• Document section:
WWII vet who helped take 3,000 servicemen to their final resting place dies

Credit: Matt Standal / KTVB

Kenny Smith helped in the burial services of more than 3,000 veterans at the Idaho State Veterans Cemetery. He recorded the names, dates and accounts of the services in his daily log book. The record of the World War II veteran started in 2004 and ended in April 4, 2014. After three days of the last entry, Smith died. He is known as the longest-serving volunteer who helped in the interment in Idaho State Veteran’s Cemetery.

The home o the World War II veteran is filled with memories of his experience during the war and the servicemen he helped to their last resting place. Photographs, merits and awards and other memorabilia fill his home including an official recognition form Idaho Governor C.L. “Butch Otter” and Senator Mike Crapo for serving 6,150 hours. Smith, 86, would make a trip from his home in Boise to Eagle almost every day to help bury and honor the WWII veterans whom he had never met before.

His daughter, Sandy McCary said that her father was very loyal. He is said to be a loyal patriot who love the flag and the symbols of the flag.

What made this veteran special is that he went out of his way despite his disability to the interment services. Smith lost both his legs due to frostbite in an accident in the workplace after the war. However, he did not stop from making volunteer service. He procured an all-terrain vehicle to get around the cemetery.

• Goal of the exercise:
Reproduce word for word the part of the article on Kenny Smith that runs from "The home o the" to "of the flag.", including both ends.

• Supplied material:
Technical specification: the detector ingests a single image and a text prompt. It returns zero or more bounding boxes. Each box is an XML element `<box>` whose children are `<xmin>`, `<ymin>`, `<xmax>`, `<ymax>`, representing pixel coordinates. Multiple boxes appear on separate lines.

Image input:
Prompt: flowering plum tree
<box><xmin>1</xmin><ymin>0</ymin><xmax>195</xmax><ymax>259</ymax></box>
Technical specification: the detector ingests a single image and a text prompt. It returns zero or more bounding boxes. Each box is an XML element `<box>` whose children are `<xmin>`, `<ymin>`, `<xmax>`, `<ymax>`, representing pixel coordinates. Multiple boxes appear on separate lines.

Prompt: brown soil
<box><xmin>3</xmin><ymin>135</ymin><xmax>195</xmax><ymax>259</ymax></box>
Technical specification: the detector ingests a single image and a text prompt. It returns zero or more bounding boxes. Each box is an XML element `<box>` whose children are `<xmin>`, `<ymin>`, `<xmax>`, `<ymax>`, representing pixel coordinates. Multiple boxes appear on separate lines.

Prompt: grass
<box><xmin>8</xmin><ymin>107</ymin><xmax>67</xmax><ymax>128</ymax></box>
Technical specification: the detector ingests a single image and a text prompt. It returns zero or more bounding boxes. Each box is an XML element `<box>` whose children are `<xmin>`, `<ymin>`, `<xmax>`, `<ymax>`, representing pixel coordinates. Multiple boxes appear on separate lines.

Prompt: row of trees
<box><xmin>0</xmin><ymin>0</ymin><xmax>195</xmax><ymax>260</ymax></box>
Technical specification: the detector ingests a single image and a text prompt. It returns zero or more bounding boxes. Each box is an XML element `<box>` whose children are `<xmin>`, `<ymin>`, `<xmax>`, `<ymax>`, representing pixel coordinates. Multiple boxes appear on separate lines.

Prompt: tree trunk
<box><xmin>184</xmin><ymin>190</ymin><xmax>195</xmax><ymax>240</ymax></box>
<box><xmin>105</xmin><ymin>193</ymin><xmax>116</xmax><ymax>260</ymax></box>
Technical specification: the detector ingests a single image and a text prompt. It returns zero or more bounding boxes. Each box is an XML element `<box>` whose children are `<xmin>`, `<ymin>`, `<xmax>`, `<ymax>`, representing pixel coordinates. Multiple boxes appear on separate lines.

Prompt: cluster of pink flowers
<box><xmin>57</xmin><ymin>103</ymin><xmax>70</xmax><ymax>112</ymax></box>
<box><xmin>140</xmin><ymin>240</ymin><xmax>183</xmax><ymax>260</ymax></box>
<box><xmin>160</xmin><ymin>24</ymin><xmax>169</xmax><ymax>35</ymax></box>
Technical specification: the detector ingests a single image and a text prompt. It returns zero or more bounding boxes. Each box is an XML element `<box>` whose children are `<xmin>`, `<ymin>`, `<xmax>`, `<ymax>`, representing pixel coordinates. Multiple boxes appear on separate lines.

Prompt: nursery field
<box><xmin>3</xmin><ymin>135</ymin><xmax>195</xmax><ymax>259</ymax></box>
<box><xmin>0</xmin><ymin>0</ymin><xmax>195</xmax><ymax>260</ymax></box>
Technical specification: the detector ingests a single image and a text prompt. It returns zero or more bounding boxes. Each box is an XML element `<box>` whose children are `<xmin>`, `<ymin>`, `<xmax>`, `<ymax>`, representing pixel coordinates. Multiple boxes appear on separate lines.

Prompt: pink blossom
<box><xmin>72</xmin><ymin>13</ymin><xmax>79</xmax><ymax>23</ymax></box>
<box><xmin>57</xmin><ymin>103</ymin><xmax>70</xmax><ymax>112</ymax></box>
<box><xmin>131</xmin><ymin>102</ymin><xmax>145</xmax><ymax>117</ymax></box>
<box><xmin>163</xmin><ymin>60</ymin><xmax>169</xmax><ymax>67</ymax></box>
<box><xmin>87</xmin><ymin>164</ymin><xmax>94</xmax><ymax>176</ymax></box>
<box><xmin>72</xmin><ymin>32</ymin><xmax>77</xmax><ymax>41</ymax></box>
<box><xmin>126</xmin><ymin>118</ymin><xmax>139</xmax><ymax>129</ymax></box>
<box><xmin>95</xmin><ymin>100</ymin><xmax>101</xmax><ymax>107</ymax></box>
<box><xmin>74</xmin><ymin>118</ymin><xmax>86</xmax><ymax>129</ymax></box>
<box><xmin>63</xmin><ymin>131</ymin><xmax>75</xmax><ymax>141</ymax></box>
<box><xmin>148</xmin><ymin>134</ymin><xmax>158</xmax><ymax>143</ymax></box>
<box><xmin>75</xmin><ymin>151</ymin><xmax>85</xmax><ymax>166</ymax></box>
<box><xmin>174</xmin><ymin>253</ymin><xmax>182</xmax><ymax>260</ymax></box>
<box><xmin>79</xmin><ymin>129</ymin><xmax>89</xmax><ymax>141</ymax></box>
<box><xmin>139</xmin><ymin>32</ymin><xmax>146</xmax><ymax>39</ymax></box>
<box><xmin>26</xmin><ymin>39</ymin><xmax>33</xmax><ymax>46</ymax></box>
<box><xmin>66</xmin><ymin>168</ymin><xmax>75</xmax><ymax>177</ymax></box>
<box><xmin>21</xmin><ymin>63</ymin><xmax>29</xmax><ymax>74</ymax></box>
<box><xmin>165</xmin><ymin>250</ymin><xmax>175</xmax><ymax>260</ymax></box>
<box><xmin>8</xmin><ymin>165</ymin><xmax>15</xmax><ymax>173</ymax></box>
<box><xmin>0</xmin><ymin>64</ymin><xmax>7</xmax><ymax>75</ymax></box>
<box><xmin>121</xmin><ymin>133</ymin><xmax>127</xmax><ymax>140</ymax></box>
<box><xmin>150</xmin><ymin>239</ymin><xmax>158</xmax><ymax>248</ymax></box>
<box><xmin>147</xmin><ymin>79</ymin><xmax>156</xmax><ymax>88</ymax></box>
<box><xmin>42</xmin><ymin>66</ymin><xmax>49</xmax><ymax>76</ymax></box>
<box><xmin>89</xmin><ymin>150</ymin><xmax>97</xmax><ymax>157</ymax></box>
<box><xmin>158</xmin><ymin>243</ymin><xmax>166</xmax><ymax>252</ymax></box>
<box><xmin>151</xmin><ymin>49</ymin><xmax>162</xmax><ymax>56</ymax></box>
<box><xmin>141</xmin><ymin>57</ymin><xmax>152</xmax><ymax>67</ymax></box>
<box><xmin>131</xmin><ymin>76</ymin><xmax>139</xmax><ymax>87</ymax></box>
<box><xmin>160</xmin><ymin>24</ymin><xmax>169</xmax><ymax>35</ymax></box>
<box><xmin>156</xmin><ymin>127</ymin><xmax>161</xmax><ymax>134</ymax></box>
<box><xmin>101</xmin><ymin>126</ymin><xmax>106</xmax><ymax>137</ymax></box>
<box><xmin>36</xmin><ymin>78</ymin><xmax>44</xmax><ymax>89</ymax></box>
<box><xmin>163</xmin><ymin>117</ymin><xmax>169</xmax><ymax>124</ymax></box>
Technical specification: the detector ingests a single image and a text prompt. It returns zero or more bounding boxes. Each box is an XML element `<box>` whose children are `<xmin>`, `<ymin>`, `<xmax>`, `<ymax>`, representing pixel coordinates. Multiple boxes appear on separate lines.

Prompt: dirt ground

• Answer to this exercise:
The home o the World War II veteran is filled with memories of his experience during the war and the servicemen he helped to their last resting place. Photographs, merits and awards and other memorabilia fill his home including an official recognition form Idaho Governor C.L. “Butch Otter” and Senator Mike Crapo for serving 6,150 hours. Smith, 86, would make a trip from his home in Boise to Eagle almost every day to help bury and honor the WWII veterans whom he had never met before.

His daughter, Sandy McCary said that her father was very loyal. He is said to be a loyal patriot who love the flag and the symbols of the flag.